#### WORK ORDER:
The entries below are to be copied exactly, with every picture left out.

----

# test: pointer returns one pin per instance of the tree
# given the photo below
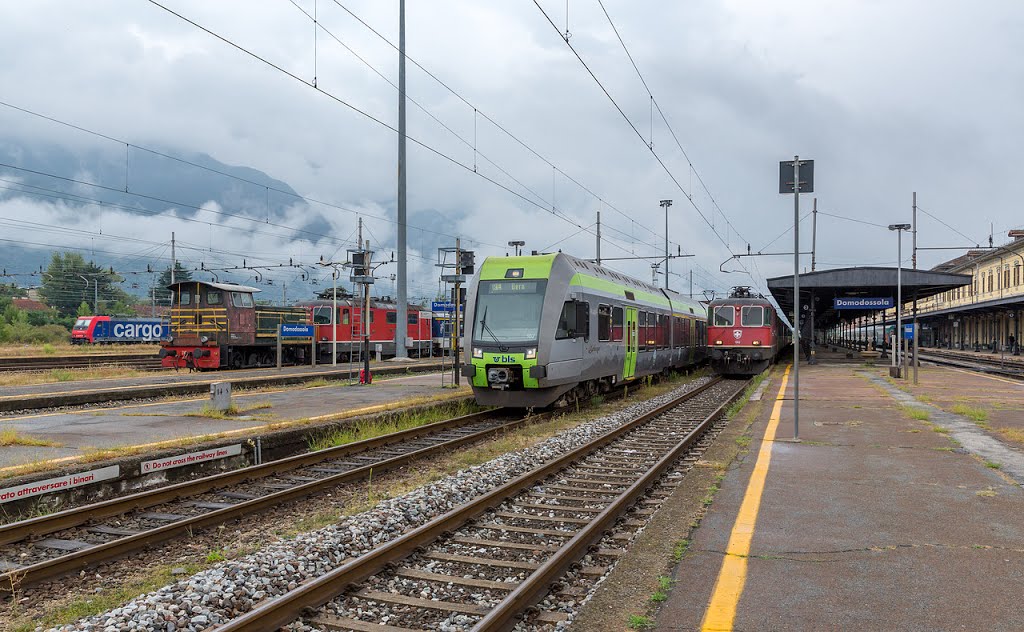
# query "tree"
(163, 295)
(69, 282)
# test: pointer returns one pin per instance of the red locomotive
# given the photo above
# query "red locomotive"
(744, 333)
(349, 325)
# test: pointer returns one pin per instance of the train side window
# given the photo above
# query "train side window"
(752, 316)
(725, 316)
(603, 323)
(322, 314)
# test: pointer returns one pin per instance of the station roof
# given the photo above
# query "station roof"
(859, 282)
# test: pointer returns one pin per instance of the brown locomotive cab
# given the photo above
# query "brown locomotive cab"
(216, 325)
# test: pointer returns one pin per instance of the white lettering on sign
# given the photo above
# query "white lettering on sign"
(55, 485)
(189, 459)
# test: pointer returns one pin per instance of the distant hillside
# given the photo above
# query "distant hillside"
(158, 178)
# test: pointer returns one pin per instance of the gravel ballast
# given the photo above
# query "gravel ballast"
(235, 587)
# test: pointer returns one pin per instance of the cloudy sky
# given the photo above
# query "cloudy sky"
(887, 97)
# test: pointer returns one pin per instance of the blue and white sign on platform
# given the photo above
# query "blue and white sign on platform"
(296, 331)
(860, 302)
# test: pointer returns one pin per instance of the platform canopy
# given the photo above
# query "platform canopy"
(859, 283)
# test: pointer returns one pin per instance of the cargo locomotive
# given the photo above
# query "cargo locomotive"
(744, 333)
(551, 329)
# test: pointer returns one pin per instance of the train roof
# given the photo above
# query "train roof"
(542, 266)
(227, 287)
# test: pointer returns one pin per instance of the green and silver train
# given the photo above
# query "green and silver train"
(549, 329)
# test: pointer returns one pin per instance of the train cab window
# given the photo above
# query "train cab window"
(752, 316)
(242, 299)
(604, 323)
(725, 316)
(322, 314)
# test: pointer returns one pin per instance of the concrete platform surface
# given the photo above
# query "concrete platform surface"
(889, 514)
(81, 430)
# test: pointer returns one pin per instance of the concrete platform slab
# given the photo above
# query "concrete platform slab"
(80, 430)
(876, 520)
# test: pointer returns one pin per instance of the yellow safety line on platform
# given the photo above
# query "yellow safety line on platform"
(722, 609)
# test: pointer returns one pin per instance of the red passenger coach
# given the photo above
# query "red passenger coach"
(349, 323)
(744, 333)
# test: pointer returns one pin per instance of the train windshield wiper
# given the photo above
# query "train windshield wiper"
(483, 324)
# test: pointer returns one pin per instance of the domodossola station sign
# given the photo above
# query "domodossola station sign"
(861, 302)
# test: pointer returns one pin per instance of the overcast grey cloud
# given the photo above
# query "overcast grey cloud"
(887, 97)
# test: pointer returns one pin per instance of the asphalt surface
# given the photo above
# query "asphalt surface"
(81, 430)
(875, 521)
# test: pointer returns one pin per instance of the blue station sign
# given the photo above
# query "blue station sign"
(860, 302)
(297, 331)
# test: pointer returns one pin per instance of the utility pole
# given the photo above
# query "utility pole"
(458, 302)
(796, 297)
(814, 235)
(401, 326)
(666, 204)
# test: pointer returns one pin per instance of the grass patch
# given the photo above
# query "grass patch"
(971, 412)
(100, 602)
(914, 412)
(10, 436)
(395, 423)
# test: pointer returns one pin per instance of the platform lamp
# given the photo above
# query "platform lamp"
(899, 292)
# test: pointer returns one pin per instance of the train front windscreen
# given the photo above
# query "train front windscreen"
(508, 311)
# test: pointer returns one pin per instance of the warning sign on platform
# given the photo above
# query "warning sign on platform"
(56, 485)
(190, 459)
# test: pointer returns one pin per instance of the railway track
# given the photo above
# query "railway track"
(483, 563)
(48, 546)
(993, 365)
(135, 361)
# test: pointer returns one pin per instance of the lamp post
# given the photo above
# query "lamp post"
(899, 290)
(666, 204)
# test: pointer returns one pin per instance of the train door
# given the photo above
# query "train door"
(632, 341)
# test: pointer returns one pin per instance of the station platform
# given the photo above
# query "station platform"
(75, 434)
(899, 509)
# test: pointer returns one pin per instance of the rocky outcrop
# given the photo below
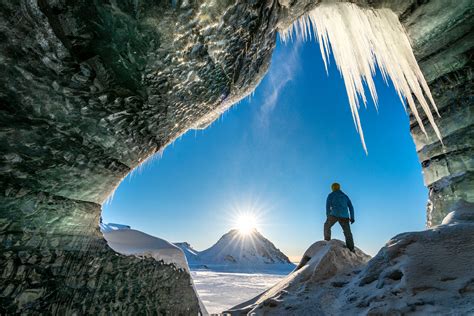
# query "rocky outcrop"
(415, 273)
(91, 90)
(326, 267)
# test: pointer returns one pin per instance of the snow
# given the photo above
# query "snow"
(111, 227)
(421, 273)
(133, 242)
(360, 39)
(240, 253)
(324, 260)
(222, 290)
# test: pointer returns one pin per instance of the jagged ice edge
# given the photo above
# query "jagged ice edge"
(359, 39)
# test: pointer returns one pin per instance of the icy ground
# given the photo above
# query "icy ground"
(221, 290)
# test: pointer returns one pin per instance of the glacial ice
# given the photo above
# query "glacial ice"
(360, 39)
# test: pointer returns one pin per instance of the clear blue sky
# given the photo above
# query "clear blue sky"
(278, 152)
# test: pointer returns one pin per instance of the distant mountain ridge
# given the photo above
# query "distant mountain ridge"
(235, 249)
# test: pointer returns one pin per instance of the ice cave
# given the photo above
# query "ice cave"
(91, 90)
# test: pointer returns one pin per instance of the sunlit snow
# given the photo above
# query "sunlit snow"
(222, 290)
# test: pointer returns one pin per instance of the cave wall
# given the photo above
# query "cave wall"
(443, 39)
(89, 90)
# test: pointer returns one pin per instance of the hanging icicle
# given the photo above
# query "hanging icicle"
(360, 39)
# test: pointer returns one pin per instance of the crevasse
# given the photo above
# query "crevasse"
(360, 39)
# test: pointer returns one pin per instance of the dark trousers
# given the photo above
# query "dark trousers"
(346, 228)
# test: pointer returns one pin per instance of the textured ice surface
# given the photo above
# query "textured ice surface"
(360, 39)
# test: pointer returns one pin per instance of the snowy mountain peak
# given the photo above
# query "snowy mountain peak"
(243, 249)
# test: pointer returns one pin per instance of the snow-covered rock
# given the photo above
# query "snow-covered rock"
(109, 227)
(133, 242)
(325, 267)
(427, 272)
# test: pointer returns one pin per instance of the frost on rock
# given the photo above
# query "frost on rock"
(360, 39)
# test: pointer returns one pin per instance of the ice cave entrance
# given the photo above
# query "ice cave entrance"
(360, 42)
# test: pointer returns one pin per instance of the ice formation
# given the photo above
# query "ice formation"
(360, 39)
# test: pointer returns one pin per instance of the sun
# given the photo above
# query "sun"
(246, 223)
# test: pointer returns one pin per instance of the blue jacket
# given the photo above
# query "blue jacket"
(338, 204)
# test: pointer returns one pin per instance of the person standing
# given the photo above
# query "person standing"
(339, 209)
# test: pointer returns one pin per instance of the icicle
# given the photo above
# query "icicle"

----

#### SOLUTION:
# test: pointer returns one pin per instance of the tree
# given the photo below
# query "tree"
(163, 295)
(69, 282)
# test: pointer returns one pin per instance of the red locomotive
# given the photo above
# query "red locomotive"
(744, 333)
(349, 325)
# test: pointer returns one pin per instance of the train side window
# given the photo above
# query "train side window"
(752, 316)
(725, 316)
(603, 323)
(322, 314)
# test: pointer returns one pin per instance of the station roof
# given the photo above
# query "station roof"
(859, 282)
# test: pointer returns one pin per instance of the brown locomotive cab
# given the photo above
# query "brown locomotive cab"
(216, 325)
# test: pointer returns one pin per instance of the white lettering on sign
# given the photo above
# query "white lettering on sign"
(55, 485)
(189, 459)
# test: pointer returns one pin per instance of the distant hillside
# given the photo above
# query "distant hillside"
(158, 178)
# test: pointer returns one pin per instance of the gravel ballast
# given the photo above
# query "gravel ballast"
(235, 587)
# test: pointer returns one pin per instance of the cloudy sky
# given the photo above
# query "cloudy sky"
(887, 97)
# test: pointer returns one pin per instance of the blue and white sign on platform
# given the photo above
# query "blue and white sign on platform"
(296, 331)
(860, 302)
# test: pointer returns one pin per instance of the platform canopy
# given the photo above
# query "platform canopy"
(859, 283)
# test: pointer returns one pin per instance of the cargo locomotive
# given the photo above
# query "cargo locomotive"
(744, 333)
(551, 329)
# test: pointer returns one pin per instance of the train roof
# given the photo above
# query "train roof"
(542, 266)
(227, 287)
# test: pointer returns one pin per instance of the green and silver train
# given the photo above
# query "green and silver train"
(549, 329)
# test: pointer returns one pin per instance of the train cab window
# given the photo above
# query "train cab window"
(752, 316)
(242, 299)
(604, 323)
(725, 316)
(322, 314)
# test: pointer returns one pin per instance of the concrete platform surface
# given the photo above
# query "concrete platform surface"
(889, 514)
(81, 430)
# test: pointer returns one pin per instance of the concrete platform slab
# given the photo above
# query "concrete platform slab"
(80, 430)
(876, 520)
# test: pointer returns one pin per instance of the yellow safety line on platform
# given the photo above
# query "yellow safety line on platform"
(722, 609)
# test: pointer returns one pin per instance of the red passenger coach
# given the photo above
# query "red passenger coach"
(349, 323)
(744, 333)
# test: pointer returns one pin per instance of the train windshield wiper
# given the photo above
# query "train windshield wiper"
(483, 324)
# test: pointer returns one pin per instance of the domodossola station sign
# given the photo above
# query "domodossola station sign"
(861, 302)
# test: pointer returns one pin per instance of the overcast grey cloud
# given the photo above
# query "overcast grey cloud"
(887, 97)
# test: pointer returns one pin per instance of the asphalt surface
# given the photo above
# query "asphalt surface"
(81, 430)
(875, 521)
# test: pointer returns one pin per instance of the blue station sign
# given the photo above
# query "blue station sign"
(860, 302)
(297, 331)
# test: pointer returns one pin per instance of the utility pole
# given the photo above
# query "utility pole"
(458, 302)
(796, 297)
(814, 235)
(401, 326)
(666, 204)
# test: pointer returns one pin per instance of the grass patch
# given the photo above
# query "grass patch"
(971, 412)
(100, 602)
(914, 412)
(10, 436)
(395, 423)
# test: pointer returns one pin per instance of the platform lamp
# given the photo above
# query "platform lamp"
(899, 292)
# test: pointer returns one pin per instance of the train front windscreen
# given the photo above
# query "train front windscreen"
(508, 311)
# test: pointer returns one pin per instance of the warning sign on platform
# given the photo above
# query "warning sign on platform"
(56, 485)
(190, 459)
# test: pointer returns one pin per instance of the railway track
# given the photo above
# query "railway track"
(483, 563)
(48, 546)
(993, 365)
(135, 361)
# test: pointer returns one pin per instance of the lamp post
# given the photo above
# query "lamp post"
(899, 290)
(666, 204)
# test: pointer returns one pin per instance of the train door
# given the photo above
# query "train door"
(632, 341)
# test: pointer returns one pin per instance of the station platform
# given the photo above
# query "station platform"
(75, 434)
(899, 509)
# test: pointer returns one pin per instance of the rocky outcrop
# given the photo below
# query "rocky outcrop"
(415, 273)
(91, 90)
(326, 267)
# test: pointer returns one pin per instance of the snow
# given the photo above
# query "snow"
(111, 227)
(421, 273)
(133, 242)
(360, 39)
(240, 253)
(324, 260)
(222, 290)
# test: pointer returns one pin per instance of the jagged ice edge
# given the photo above
# query "jagged ice edge"
(359, 39)
# test: pointer returns one pin per instance of the icy ground
# given the photo above
# query "icy ground"
(221, 290)
# test: pointer returns one pin per instance of the glacial ice
# given the photo above
# query "glacial ice"
(360, 39)
# test: pointer returns one pin per instance of the clear blue sky
# given the photo above
# query "clear blue sky"
(278, 152)
# test: pointer returns one pin per instance of the distant mountain ridge
# given the photo above
# query "distant mountain ridge"
(235, 249)
# test: pointer returns one pin per instance of the ice cave
# given the photo above
# query "ice cave"
(91, 90)
# test: pointer returns one pin per instance of the sunlit snow
# given the photo above
# query "sunlit snow"
(222, 290)
# test: pointer returns one pin per instance of the cave wall
# given the photo above
# query "cave wall"
(443, 39)
(89, 90)
# test: pointer returns one pin per instance of the hanging icicle
# given the photo above
# query "hanging icicle"
(360, 39)
# test: pointer returns one pin per instance of the crevasse
# given the photo above
# query "crevasse"
(360, 39)
# test: pointer returns one pin per instance of the dark trousers
# given the photo above
# query "dark trousers"
(346, 228)
# test: pointer returns one pin per instance of the textured ice surface
# given the photo above
# query "textured ice surface"
(360, 39)
# test: pointer returns one pin per instance of the snowy mountain peak
# given the photo above
# query "snowy mountain peak"
(243, 249)
# test: pointer returns one pin per instance of the snow-covered rock
# given the photo above
# query "snow-covered rock"
(109, 227)
(133, 242)
(325, 267)
(427, 272)
# test: pointer returns one pin per instance of the frost on rock
# given the photo above
# query "frost on rock"
(360, 39)
# test: pointer returns one pin per instance of the ice cave entrance
# given the photo above
# query "ice cave entrance"
(360, 42)
# test: pointer returns one pin per instance of the ice formation
# given the photo above
# query "ice formation"
(360, 39)
# test: pointer returns one pin per instance of the sun
# given the photo above
# query "sun"
(246, 223)
# test: pointer returns one pin per instance of the blue jacket
# given the photo above
# query "blue jacket"
(338, 204)
# test: pointer returns one pin per instance of the person standing
# given the photo above
# query "person standing"
(339, 209)
# test: pointer returns one pin per instance of the icicle
# given the photo above
# query "icicle"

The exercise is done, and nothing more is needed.